The data:
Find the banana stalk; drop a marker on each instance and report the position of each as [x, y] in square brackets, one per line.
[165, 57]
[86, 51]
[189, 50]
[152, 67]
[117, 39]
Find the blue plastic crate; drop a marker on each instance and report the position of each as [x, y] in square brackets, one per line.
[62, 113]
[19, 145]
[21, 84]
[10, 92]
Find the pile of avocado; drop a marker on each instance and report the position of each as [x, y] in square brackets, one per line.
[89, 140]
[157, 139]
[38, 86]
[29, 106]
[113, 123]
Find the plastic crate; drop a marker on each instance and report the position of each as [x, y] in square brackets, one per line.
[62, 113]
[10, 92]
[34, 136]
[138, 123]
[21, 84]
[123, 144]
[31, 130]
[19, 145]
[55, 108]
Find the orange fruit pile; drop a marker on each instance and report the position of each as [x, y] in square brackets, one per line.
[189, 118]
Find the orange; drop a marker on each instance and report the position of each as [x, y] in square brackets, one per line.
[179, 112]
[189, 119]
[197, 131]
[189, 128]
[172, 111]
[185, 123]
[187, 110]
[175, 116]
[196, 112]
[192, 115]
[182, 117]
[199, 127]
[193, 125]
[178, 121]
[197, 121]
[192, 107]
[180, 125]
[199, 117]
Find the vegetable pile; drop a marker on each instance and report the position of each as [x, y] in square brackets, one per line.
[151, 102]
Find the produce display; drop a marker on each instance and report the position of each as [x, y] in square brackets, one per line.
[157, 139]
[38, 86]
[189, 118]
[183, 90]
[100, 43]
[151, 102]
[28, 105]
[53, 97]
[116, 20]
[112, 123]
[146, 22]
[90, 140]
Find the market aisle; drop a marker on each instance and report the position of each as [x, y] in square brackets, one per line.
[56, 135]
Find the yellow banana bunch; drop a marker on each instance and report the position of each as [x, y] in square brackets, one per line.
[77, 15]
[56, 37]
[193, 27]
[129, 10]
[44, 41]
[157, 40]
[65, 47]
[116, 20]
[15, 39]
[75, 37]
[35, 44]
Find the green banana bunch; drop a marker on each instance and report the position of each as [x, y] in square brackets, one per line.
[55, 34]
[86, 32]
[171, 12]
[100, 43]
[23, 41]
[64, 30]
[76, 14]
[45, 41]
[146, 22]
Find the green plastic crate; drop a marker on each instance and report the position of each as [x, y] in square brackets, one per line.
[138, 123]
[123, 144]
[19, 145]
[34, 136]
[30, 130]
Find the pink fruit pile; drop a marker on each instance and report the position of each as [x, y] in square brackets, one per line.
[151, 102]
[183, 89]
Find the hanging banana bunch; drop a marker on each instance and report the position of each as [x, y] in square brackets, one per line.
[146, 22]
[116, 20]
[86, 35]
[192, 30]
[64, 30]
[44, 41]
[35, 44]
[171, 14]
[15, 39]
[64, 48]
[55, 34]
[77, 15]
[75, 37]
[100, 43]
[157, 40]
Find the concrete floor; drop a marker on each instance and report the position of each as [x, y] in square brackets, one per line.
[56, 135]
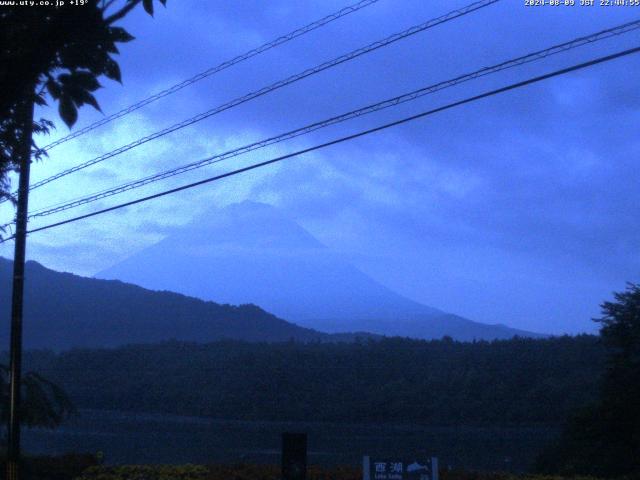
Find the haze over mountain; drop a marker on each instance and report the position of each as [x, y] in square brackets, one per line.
[63, 311]
[250, 253]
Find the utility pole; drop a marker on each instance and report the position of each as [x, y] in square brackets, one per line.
[23, 152]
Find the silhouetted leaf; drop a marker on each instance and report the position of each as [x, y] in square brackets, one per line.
[148, 6]
[112, 70]
[119, 34]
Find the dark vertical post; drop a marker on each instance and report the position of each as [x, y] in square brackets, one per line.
[15, 354]
[294, 456]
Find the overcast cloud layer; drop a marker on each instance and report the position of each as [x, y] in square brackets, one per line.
[519, 209]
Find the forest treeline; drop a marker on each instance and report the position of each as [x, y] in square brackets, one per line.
[518, 381]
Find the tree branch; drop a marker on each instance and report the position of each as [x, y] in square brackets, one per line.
[122, 12]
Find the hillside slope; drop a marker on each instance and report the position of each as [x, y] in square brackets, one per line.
[63, 310]
[251, 253]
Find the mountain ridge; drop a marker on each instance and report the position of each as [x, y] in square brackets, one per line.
[251, 252]
[63, 310]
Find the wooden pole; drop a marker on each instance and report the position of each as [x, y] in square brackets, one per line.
[15, 354]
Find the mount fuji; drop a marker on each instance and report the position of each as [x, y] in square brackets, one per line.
[252, 253]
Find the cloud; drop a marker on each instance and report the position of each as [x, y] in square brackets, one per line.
[499, 199]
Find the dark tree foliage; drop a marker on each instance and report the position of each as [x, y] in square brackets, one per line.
[44, 404]
[604, 439]
[55, 53]
[440, 382]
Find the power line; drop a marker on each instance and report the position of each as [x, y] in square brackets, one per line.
[213, 70]
[490, 93]
[525, 59]
[277, 85]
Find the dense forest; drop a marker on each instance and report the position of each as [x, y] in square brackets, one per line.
[518, 381]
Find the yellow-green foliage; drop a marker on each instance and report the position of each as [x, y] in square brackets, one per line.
[213, 472]
[146, 472]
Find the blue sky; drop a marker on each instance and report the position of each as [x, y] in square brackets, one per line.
[520, 209]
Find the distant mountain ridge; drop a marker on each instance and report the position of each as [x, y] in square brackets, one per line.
[65, 311]
[251, 253]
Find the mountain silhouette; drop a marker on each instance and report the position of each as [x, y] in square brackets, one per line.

What to produce: Give all entries again verbatim, without any images.

Task solution:
Find the banana stalk; drop a marker on each instance and report the position of each as [x, y] in square brackets, one per line.
[165, 57]
[86, 51]
[189, 50]
[152, 67]
[117, 39]
Find the blue plastic crate; drop a marker on each instance and report the position of each as [x, y] in square brackets, one per line.
[62, 113]
[19, 145]
[21, 84]
[10, 92]
Find the pile of avocado; drop a marker on each instance and report the position of each as [x, y] in square brackets, one per line.
[89, 140]
[157, 139]
[38, 86]
[29, 106]
[113, 123]
Find the plastic crate; drop a marker on each instance and report the position of each as [x, y] in square brackets, one per line.
[62, 113]
[10, 92]
[34, 136]
[138, 123]
[21, 84]
[123, 144]
[31, 130]
[19, 145]
[55, 108]
Find the orange fruit pile; drop a marker on each instance and report the position of each as [x, y] in square brackets, one per line.
[189, 118]
Find the orange; drop a marker on each instance and report the position of each as [x, y] in square brackets, one per line.
[179, 112]
[189, 119]
[197, 131]
[189, 128]
[172, 111]
[185, 123]
[187, 110]
[175, 116]
[196, 112]
[192, 115]
[182, 117]
[199, 127]
[193, 125]
[178, 121]
[197, 121]
[192, 107]
[180, 125]
[199, 117]
Find the vegetable pile; drop a marker on each instance and report the position of each as [x, y] in square brackets, one per line.
[151, 102]
Find the produce display; drop a marker on each instance and report the position of each as [x, y] in square brackets, one per line.
[157, 139]
[38, 86]
[189, 118]
[183, 90]
[100, 43]
[151, 102]
[28, 105]
[53, 97]
[116, 20]
[112, 123]
[146, 22]
[90, 140]
Find the market aisle; drop a marker on each instance and report the position of each as [x, y] in square brackets, one per line.
[56, 135]
Find the yellow banana bunch; drop a marker on each instance and report the position of each as [x, y] in square brackets, one per line.
[77, 15]
[56, 37]
[193, 27]
[129, 10]
[44, 41]
[157, 40]
[65, 47]
[116, 20]
[15, 39]
[75, 37]
[35, 44]
Find the green banana bunch; drop a marker on each instance and report the position of each as [x, y] in square brackets, one per line.
[55, 34]
[86, 32]
[171, 12]
[100, 43]
[23, 41]
[64, 30]
[76, 14]
[45, 41]
[146, 22]
Find the green plastic crate; drop a marker on each instance and report the position of each as [x, y] in square brackets, one per line.
[138, 123]
[123, 144]
[19, 145]
[34, 136]
[30, 130]
Find the pink fruit pile; drop a marker on each instance and report the position of each as [x, y] in square brackets, one per line.
[151, 102]
[183, 89]
Find the hanging banana bunch; drop a marker on each instance and report the position of each as [x, y] in square brackets, one per line.
[146, 22]
[116, 20]
[86, 35]
[192, 30]
[64, 30]
[44, 41]
[35, 44]
[171, 14]
[15, 39]
[64, 48]
[55, 34]
[77, 15]
[75, 37]
[100, 43]
[157, 40]
Find the concrete floor; drop a marker on each instance and report the position of each as [x, y] in square brackets, one per line.
[56, 135]
Find the haze over mountain; drop a marker on each instance and report the position of each as [x, y] in square brackets, one per line.
[63, 311]
[250, 253]
Find the utility pole; drop a marker on each instance and report the position of each as [x, y] in square brackets, one per line.
[23, 152]
Find the silhouetted leaf; drop a marker on each instance and report the position of each as [x, y] in square brackets, one per line.
[148, 6]
[112, 70]
[119, 34]
Find the dark vertical post; drop a marker on each instance and report the position of each as [x, y] in square brackets, one per line.
[15, 354]
[294, 456]
Find the overcast cloud layer; drop a marker on each instance and report the position of each as [x, y] in square brackets, one per line.
[519, 209]
Find the forest treeline; drop a marker on each instance and report the position of each as [x, y] in square brackets, one per line.
[518, 381]
Find the tree branch; drop a marker on each instance and report the position of each as [x, y] in square brackets, one per line.
[122, 12]
Find the hillside slope; drop a marker on each instance and report the position of each as [x, y] in square brackets, one per line.
[63, 310]
[251, 253]
Find the mountain ridge; drop a marker on each instance and report the position of each as [x, y] in square brackets, one per line.
[251, 252]
[63, 310]
Find the wooden pole; drop a marker on each instance and report the position of each as [x, y] in square brackets, one per line.
[15, 354]
Find the mount fuji; drop a marker on each instance and report the position of each as [x, y] in square brackets, one per line.
[252, 253]
Find the cloud; drop a marker on each instance and report the position of each as [x, y] in square brackets, one per line.
[499, 199]
Find the dark tree foliage; drop a marker on each instance and report the position of each as [x, y] in square brackets, one per line.
[44, 404]
[604, 439]
[55, 53]
[440, 382]
Find the power line; drop a marker on each instance and report the position of each as [x, y] in square brackets, one per line.
[213, 70]
[490, 93]
[525, 59]
[277, 85]
Find the dense forest; drop a marker on each instance and report the position of each as [x, y] in square brackets, one per line.
[518, 381]
Find the yellow-green foliage; drop a marker on each instance and report the position of each as [x, y] in square brackets, one per line.
[213, 472]
[146, 472]
Find the blue sky; drop a marker on each instance and report the position of each as [x, y] in square brackets, one per line.
[520, 209]
Find the distant mountain ridge; drop a marker on each instance and report the position of each as [x, y] in square brackets, one per line.
[65, 311]
[251, 253]
Find the mountain silhouette; drop a marker on each instance and report the position of each as [x, y] in square brackets, one per line.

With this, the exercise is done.